§ **RECORDS TO PROCESS**

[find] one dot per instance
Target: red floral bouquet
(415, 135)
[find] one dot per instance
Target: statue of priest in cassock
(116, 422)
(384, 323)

§ **PROBLEM TO WORK ON**
Convert every line of the items above into a numbered list, omitting any blank lines.

§ **SOLUTION**
1. [find] one dot per instance
2. Target: red floral bouquet
3. (415, 135)
4. [find] one dot per instance
5. Target: statue of priest in cassock
6. (116, 422)
7. (384, 323)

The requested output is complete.